> Document
Start
# Leigh dovetail jig



## Angler (Dec 4, 2014)

Hello all, I'm new here but have been reading a lot on the forum. My question is Have found a Leigh D4R Pro with the VRS unit. Is $500.00 a fair price? the jig is barely used. Thanks


----------



## LesB (Dec 21, 2008)

It would be hard to set a price because these tools hardly ever get sold. It is certainly less than the new price. Part of the consideration is how much you will use it and what accessories it comes with. The extra guides can be $100 or more. There are lots of additional guides and fingers available. 
I have one and it does a great job. I got mine primarily to make large toy chests and similar items. 
The learning curve is a bit steep and I still find I consult the manual every time I use it. That may just be my old brain not functioning up to speed any more. 
The only problem I have had is making sure my guide on the router base stays "exactly" centered or oriented exactly the same way between cutting pins and sockets. Otherwise your pins and tails don't line up precisely. The difficulty occurs when you change router bits from straight to dovetail. If the alignment of the guide changes there will be small gaps in the final joints.


----------



## Markmh1 (Mar 9, 2017)

I bought one new and paid over 6 for it.

Things are worth what someone will pay. Make sure all the toys (bits, manual, etc.) are with it. These extra items really add up.
End
> Material
Start
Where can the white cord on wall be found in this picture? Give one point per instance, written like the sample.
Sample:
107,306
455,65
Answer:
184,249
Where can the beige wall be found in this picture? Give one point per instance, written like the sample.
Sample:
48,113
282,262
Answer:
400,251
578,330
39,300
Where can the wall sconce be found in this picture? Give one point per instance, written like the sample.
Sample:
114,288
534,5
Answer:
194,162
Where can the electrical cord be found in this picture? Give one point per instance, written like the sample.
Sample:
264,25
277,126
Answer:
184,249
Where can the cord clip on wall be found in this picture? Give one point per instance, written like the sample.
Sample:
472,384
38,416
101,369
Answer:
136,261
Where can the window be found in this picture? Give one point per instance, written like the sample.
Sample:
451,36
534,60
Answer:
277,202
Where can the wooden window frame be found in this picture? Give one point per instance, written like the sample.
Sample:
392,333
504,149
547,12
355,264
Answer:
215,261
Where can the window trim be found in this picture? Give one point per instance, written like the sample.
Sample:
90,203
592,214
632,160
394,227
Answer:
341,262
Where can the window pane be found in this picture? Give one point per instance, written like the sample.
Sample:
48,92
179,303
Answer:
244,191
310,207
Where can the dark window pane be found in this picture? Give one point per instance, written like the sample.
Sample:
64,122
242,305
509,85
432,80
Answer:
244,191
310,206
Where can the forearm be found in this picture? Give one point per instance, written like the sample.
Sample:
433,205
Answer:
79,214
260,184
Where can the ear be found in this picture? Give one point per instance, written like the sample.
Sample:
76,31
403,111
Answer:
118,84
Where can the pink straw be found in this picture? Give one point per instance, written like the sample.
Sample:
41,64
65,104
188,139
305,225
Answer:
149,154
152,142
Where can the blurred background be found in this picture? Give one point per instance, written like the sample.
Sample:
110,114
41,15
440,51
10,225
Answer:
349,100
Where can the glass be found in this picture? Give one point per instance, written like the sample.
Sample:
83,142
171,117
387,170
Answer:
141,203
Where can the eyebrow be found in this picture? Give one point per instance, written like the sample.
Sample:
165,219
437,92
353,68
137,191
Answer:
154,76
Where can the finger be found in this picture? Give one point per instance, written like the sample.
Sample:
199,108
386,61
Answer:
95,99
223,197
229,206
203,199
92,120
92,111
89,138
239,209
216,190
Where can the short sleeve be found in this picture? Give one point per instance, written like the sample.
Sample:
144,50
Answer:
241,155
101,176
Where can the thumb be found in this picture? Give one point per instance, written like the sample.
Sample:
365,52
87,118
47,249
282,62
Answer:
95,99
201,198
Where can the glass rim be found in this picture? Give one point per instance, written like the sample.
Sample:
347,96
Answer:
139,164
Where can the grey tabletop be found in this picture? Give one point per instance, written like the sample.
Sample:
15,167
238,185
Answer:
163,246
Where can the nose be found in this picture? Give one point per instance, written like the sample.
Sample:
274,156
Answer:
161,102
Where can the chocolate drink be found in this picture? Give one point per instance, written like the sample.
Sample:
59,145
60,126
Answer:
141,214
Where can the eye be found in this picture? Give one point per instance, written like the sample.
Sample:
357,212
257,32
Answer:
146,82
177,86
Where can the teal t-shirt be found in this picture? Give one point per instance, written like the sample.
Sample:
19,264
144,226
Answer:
End
> Challenges
**a)** In the records, rewrite everything from the line containing "Where can the teal" down to the end of the records, changing "teal" to "navy" and keeping the rest the same.
**b)** Write what comes next in the forum thread about the Leigh dovetail jig.

> Task answers
**a)**
Where can the navy t-shirt be found in this picture? Give one point per instance, written like the sample.
Sample:
19,264
144,226
Answer:

**b)**
As far as getting use out of it, in my case, I bought it because it was it was really neat and I wanted it. I hope I live long enough to see $600+ worth of dovetails out of it.

I have found that there is a steep learning curve with it, but it's like any other tool to master. A good place to see value is E-pay. That will give you an idea what these sell for, not just what someone is asking. If you miss this $500 deal, I assure you, another one will be around the corner.

I bought new because I didn't really know what I was doing, and was afraid of getting one missing parts, bent or otherwise damaged.

Good luck on this.

Mark


----------



## Desert_Woodworker (Jan 28, 2015)

I have a Leigh 24 - that I am trying to sell- great condition with a good set of carbide bits (no dust collection)
I would settle for $300 but no takers. I am told that this is a hard item to re-sell. 
Les' review above is spot on.
$500 a good price? only if it is and the "bits" are in Excellant condition or brand new. The problem will be should you want to resell it. Offer him $400


----------



## BurlyBob (Mar 13, 2012)

I bought a D4 years ago. Like everyone says it's a demanding tool to learn to use. I found that the demand for accuracy is demanding. I had trouble with the torque of the router bit causing the wood to shift. I solved it with adhesive sand paper on any surface that held the wood in place.

I've decided the next time I pull it out for a project I'm going to buy a 2nd router for through dovetails. One for a straight bit and the other for the dovetail bit. Changing bits for the pins and tails left me to open for errors.


----------



## Markmh1 (Mar 9, 2017)

Not to hijack this…

You can minimize error by using a height gauge or other very accurate means of setting bit height. Just write down your measurements. Committing to memory is a sure failure.

Have you been to E-bay? Leigh jigs come up pretty often.  D4R's are pretty common. The D4R Pro allows single pass blind dovetails is the only difference I can see. Single pass dovetails are not able to be custom spaced, so you wind up with pretty symetrical looking dovetails. There's nothing wrong with these but that's all you can cut single pass. Bit depth here is very critical.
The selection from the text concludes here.